==== Selected excerpt ====
A chunk of the episode deals with the darkness as another kind of entity. The late French philosopher Anne Dufourmantelle says that “night is our truth”, that it “dismantles us from within”, and that “without any backstage or rehearsals, in the course of the play everything is exposed”. The screenwriters strongly reflect these sentiments when one character states: “[As if mirrors, g]iving voice to our darkest thoughts is how we gain access to our deepest truths”; to which another character says: “Do you get how lucky we are? Some people never find someone they trust enough to share their deepest secrets”.

While this occurs in most if not all characters, Misty Quigley (Samantha Hanratty and Christina Ricci) sets a great example of the darkness when it comes to sharing scenes with either Crystal or Walter Tattersall (guest star Elijah Wood). In Dufourmantelle's writing of risk in theory, the darkness is preceded by the spiral and is followed by revolution and Hell. We have seen the Yellowjackets uncannily confront the past via spirals and cycles. By extrapolation, this season's major storyline should involve darkness.

Performances and Character Developments

Callie Sadecki (guest star Sarah Desjardins) and Shauna Sadecki née Shipman (Melanie Lynskey) are another perfect example of mirroring. Shauna's constant refusal to deal with the past – i.e., her murdering of a man – has become a fight against the darkness. Not only does adult Shauna have to perform a prolific lie, but she now has her daughter playing a role in their attempts to keep this a secret. Also, for some reason, Randy (guest star Jeff Holman) is in on the act this season, and he is not quite the brightest bulb in town…

Teenagers Shauna Shipman (Sophie Nélisse) and Taissa Turner (Jasmin Savoy Brown) share great scenes together, both delivering some heavy lines of dialogue about trust and collective power. With the next episode coming, Shauna will be undergoing heavy circumstances. As was with both Ben Scott (Steven Krueger) and teen Charlotte “Lottie” Matthews (Courtney Eaton), the character must strive through the darkness as a means to confront the truth.
==== Stored records ====
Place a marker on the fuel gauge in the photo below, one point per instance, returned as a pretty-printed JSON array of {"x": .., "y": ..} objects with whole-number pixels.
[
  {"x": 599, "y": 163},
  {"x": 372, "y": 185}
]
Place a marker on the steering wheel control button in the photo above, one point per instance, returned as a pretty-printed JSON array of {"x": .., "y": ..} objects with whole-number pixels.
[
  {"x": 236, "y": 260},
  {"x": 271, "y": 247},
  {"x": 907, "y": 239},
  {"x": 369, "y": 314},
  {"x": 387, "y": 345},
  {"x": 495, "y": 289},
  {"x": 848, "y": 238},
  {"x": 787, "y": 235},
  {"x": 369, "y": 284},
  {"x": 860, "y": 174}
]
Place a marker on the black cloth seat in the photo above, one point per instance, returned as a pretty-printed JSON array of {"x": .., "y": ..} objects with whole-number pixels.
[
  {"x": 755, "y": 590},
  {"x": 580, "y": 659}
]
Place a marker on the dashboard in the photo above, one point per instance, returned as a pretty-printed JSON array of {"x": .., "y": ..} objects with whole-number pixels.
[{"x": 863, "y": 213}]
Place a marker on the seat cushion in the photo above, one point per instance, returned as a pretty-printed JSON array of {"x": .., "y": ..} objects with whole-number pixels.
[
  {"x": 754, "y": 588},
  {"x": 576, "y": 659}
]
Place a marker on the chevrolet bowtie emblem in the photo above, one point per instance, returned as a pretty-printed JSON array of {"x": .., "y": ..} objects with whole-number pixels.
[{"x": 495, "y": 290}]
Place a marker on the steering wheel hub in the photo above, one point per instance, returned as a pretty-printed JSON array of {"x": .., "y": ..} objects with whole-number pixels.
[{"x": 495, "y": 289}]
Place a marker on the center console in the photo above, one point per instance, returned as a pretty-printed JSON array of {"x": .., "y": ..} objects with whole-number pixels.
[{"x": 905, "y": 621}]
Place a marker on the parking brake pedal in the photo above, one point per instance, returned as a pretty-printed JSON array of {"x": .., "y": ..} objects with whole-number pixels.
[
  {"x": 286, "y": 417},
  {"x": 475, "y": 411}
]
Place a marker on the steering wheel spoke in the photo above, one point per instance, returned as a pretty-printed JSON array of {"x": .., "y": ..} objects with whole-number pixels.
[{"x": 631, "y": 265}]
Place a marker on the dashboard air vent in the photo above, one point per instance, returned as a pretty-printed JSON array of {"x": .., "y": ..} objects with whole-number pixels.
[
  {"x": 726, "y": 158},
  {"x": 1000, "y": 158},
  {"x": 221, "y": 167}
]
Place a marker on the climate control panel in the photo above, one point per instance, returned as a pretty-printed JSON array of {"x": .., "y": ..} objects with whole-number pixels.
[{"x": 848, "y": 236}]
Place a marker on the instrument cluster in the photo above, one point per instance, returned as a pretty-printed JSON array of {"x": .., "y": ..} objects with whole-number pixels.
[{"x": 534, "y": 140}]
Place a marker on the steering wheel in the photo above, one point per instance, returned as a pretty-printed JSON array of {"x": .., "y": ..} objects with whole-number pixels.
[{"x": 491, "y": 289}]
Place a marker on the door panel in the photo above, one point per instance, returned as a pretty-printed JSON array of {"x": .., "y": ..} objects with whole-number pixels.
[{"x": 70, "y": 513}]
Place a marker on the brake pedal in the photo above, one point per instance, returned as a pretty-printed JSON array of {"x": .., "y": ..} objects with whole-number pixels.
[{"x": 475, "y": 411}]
====
What is asked: Write the next part of the Yellowjackets episode review, picking up after its last sentence.

Reply to the task:
Out of the entire character roster this weekend, adults Taissa (Tawny Cypress) and Vanessa “Van” Palmer (Lauren Ambrose) have the loveliest chemistry. Having been in one full episode, Ambrose solidifies her role as Van, while Cypress delivers a fine handful of lines about Taissa being conquered by her darknesses. Viewers can only hope that she will properly face her truths in the latter half of the season.

Final Thoughts: Yellowjackets Season 2 Episode 5 Review

With heavy substance, this weekend's Yellowjackets calls upon the poetics of darkness as an act to successfully contain lies and secrets about the past. While arguably one of the more pivotal episodes of the season thus far, we must first invite you to see next week's episode. The members of the high school girls' soccer team have their darknesses. However, it is important to remember that, like Ben, exterior to that group, Travis Martinez (Kevin Alves and guest star Andres Soto) struggles with his personal truths as well.

Dufourmantelle writes: “in our relation to chance, death, time, love, and especially to our birth, we must confront a degree of absurdity that will never be resolved in any system of knowledge, any given order, any secret, or any conspiracy”. I believe this is the case with Travis, and Alves and Soto portray the male role so well. Perhaps, it is not adult Lottie (Simone Kessell) or he himself who killed him. Additionally, he is not necessarily Natalie “Nat” Scatorccio's (Sophie Thatcher and Juliette Lewis) foil or mirror. Rather, the darkness must have consumed him. To spiral back to the series' main mystery: what exactly is in the wilderness all those years ago that is catching up to these characters? Only time will tell.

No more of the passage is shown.